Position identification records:
--

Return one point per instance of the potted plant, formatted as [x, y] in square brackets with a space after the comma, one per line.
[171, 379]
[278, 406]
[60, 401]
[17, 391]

--

▶ The problem:
Render these records as a two-column CSV with the headers "text" and "answer", one row per record. Put each field in double quotes, and replace any line breaks inside a field with spaces.

▶ Expected output:
text,answer
"Return one point per instance of the potted plant, formatted as [x, y] in square brackets with a space after the comma, one per line.","[171, 379] [278, 406] [60, 401] [17, 391]"